Odds are very good that you are accessing this introduction to the Canadian Historical Review's latest Historical Perspectives feature on Digital History in a digital format. While a significant number of chr subscribers still receive a print version of this journal, the vast majority of our subscribers receive it electronically, and many more access our articles individually in online formats. You may have found this piece by conducting a search in a database, and your search may have been facilitated by the embedded metadata that the chr's production team have created for it, or by software programs and algorithms that allow full-text searching and sorting of results. Perhaps a friend emailed you a copy. Or you clicked through on a link from Twitter or the University of Toronto Press Journals' blog. The way we discover and access published research has undergone a sea change in recent decades, the result of the rise of new computing technologies.

This represents the tip of the iceberg in the ways that historical research has "gone digital" over the past several decades. As academic and public history positions requiring digital history and digital humanities expertise have started to proliferate, and new courses in these fields appear in post-secondary institutions, the editorial board of the chr figured the time was ripe–if not overdue–to reflect on how digital history has been transforming the practice, teaching, and understanding of Canadian history. The authors in this Historical Perspectives section were invited to reflect on the historical development, present practices, and future directions and considerations for the field of digital history in Canada.

The section begins with Chad Gaffield's reflections on the past several decades of Clio's relationship with computing in Canada. Exploring the ebbs and flows of digital history, he observes that there have been many predictions that a revolution in historical practice would result from the transformational potential of digital history. And yet, these predictions have often been only partly realized, had false starts, or failed to materialize. Why is this the case? As a central participant in and keen observer of these developments, Gaffield considers [End Page 552] many of the obstacles– and prejudices–that slowed the development of digital humanities in the field of history, which nonetheless continued to expand in important ways, as historians have shown increased openness to new rhetorical and methodological approaches. Obstacles and challenges remain, but as he concludes, "past experiences suggest that historians must critically and constructively engage with digitally enabled scholarship as an urgent priority for the discipline and, indeed, for all efforts to gain better knowledge and understanding of the past."

TASK INSTRUCTIONS:
(1) Do the following statements agree with the digital history introduction? For each, answer yes or no and quote the words of the text that decide it.
(a) Most subscribers to the journal still receive it in print.
(b) The authors of the section were invited to reflect on future directions for digital history in Canada.
(c) Gaffield observes that predictions of a revolution in historical practice have been fully realized.
(2) How would you render this sentence from the digital history introduction in Spanish: "The way we discover and access published research has undergone a sea change in recent decades, the result of the rise of new computing technologies."
(3) Extend the digital history introduction beyond its final sentence.

ENTRIES PROVIDED:
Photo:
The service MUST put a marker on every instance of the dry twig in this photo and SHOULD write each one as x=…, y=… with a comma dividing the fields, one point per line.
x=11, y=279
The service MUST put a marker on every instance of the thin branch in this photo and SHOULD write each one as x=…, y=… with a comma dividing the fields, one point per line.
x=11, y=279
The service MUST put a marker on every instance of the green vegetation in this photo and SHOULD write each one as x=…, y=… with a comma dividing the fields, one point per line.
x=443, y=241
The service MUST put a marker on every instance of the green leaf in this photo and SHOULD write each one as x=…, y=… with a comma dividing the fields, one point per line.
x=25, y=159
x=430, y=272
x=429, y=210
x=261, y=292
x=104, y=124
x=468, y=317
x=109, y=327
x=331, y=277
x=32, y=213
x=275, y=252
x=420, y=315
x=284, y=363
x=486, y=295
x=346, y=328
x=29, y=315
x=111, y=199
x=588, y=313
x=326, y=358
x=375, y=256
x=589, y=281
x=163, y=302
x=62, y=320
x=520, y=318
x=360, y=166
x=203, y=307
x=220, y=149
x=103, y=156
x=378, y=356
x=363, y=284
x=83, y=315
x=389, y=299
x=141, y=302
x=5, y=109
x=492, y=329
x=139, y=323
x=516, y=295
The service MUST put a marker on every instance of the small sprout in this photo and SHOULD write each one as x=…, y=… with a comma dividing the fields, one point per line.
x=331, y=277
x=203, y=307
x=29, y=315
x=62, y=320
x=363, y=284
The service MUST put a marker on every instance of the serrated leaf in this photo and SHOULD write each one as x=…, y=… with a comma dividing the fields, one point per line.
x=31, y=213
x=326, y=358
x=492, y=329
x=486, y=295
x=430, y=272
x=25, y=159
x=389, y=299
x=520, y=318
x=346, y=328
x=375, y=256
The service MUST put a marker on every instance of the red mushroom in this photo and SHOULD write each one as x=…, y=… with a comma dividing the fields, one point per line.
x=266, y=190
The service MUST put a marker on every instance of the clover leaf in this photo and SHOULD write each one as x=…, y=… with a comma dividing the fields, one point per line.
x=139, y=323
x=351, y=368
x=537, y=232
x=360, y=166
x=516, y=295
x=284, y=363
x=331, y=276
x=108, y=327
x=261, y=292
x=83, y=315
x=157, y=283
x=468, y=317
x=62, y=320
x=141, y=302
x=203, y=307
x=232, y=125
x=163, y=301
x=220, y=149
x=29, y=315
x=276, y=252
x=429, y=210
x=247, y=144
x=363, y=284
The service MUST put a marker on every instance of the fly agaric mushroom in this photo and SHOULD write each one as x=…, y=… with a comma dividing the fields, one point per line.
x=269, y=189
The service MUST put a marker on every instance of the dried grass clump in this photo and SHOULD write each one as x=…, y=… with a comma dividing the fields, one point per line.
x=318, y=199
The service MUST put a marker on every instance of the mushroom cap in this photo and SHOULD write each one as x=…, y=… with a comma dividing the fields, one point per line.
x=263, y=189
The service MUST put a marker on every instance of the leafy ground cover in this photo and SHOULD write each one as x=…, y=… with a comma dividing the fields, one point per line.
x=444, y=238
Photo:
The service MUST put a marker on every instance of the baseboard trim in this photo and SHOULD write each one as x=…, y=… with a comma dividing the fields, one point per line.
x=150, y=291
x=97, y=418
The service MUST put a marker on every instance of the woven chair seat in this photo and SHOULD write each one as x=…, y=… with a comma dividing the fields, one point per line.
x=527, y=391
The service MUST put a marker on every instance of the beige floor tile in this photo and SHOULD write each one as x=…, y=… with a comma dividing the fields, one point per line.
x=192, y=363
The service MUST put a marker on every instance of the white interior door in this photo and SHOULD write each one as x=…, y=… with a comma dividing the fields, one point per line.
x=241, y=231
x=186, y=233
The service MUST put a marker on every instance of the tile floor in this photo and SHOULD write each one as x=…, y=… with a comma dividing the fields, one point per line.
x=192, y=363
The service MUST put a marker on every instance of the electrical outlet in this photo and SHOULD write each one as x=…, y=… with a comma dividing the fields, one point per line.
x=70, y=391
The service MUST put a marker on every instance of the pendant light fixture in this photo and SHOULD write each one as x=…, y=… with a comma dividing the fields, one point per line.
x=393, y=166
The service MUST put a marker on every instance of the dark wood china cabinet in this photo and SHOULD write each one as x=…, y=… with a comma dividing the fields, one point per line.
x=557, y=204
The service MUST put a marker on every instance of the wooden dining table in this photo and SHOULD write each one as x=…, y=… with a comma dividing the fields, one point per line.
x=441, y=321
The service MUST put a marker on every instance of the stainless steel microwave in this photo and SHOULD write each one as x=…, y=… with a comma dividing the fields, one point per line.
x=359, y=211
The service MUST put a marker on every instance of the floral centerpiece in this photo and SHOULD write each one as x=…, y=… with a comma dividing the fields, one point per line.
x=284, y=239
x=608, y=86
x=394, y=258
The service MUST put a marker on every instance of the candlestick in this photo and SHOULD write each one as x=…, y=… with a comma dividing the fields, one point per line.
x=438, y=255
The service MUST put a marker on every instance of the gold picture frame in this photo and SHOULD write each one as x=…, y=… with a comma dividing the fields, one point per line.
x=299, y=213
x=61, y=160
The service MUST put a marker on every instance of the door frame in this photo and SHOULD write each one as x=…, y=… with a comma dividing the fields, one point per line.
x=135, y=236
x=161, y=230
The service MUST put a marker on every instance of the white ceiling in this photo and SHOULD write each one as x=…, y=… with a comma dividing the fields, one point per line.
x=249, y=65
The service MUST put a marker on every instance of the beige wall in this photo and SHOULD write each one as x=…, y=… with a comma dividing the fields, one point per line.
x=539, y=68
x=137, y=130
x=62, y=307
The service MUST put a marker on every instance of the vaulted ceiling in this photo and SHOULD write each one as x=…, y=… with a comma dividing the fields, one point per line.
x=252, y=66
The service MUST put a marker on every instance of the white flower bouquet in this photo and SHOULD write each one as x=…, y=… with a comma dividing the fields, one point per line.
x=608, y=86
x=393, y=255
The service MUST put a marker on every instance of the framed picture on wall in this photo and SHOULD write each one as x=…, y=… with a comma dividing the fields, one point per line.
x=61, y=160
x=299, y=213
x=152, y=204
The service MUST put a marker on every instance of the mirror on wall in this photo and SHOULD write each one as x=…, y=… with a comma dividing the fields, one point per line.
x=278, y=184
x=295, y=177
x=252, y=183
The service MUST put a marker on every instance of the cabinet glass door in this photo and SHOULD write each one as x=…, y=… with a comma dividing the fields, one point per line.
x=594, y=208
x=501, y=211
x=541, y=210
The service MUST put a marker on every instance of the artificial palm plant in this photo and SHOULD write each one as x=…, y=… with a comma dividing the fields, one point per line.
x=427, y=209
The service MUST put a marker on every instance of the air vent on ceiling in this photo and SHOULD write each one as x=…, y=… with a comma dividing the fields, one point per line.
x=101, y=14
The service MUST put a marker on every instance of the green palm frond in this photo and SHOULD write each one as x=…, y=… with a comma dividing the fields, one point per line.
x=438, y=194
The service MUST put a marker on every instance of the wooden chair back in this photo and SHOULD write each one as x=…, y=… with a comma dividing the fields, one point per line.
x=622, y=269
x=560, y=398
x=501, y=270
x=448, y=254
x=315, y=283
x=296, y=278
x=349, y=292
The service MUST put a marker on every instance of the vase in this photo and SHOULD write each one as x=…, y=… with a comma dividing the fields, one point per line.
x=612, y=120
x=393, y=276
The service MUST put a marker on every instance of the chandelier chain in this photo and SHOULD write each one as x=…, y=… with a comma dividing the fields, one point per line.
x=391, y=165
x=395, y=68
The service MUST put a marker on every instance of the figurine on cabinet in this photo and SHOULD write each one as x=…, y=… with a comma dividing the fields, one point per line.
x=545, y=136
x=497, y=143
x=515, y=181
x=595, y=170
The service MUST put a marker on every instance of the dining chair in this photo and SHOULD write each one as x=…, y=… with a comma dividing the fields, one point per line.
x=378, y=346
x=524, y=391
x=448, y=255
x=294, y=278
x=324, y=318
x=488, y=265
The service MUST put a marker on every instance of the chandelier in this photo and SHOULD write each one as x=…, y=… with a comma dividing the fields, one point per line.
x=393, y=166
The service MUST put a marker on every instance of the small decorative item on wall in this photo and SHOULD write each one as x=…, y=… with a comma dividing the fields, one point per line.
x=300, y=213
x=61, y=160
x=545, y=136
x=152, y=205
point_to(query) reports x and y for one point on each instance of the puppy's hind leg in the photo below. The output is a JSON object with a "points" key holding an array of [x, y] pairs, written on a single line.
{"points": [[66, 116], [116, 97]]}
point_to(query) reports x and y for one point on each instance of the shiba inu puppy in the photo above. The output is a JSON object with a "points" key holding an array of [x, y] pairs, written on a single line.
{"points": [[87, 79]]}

PER-TASK OUTPUTS:
(1)
(a) No: "the vast majority of our subscribers receive it electronically"
(b) Yes: "invited to reflect on the historical development, present practices, and future directions and considerations for the field of digital history in Canada"
(c) No: "these predictions have often been only partly realized, had false starts, or failed to materialize"

(2) La manera en que descubrimos la investigación publicada y accedemos a ella ha experimentado un cambio radical en las últimas décadas, como resultado del auge de nuevas tecnologías informáticas.

(3)
Peter Baskerville and Kris Inwood have both been deeply involved with one of the signature digital history initiatives in Canada of the past couple of decades–the digitization of Canada's historical censuses. Indeed, as their contribution, like that of Gaffield, observes, many of the early digital history initiatives were explicitly linked to the desire to harness the power of computing to add a substantive quantitative element to historical research: to count, analyze and make sense of "big data" in historical contexts. Their article reflects on the dynamic potential of large-scale quantitative projects like the census project to shed light on the past, while also considering the historiography of Canadian research and publishing using quantitative sources. Analyzing a corpus of scholarship published in the major Canadian history journals, and scholarship on Canadian history published in interdisciplinary journals, they uncover patterns in the use of quantitative data. After a noticeable slump in Canadian historical publishing based on quantitative sources for a couple of decades, the twenty-first century has seen a significant uptick in quantitative data-based scholarship, thanks in no small part to how digitization has facilitated access to these sources.

Digital history encompasses much more than large-scale projects requiring major, often costly, infrastructure. Ian Milligan argues in his contribution that "we are all digital now," pointing to the rise of digital photography–so widely used in archival research–as a dramatic transformation of the way historians conduct their research...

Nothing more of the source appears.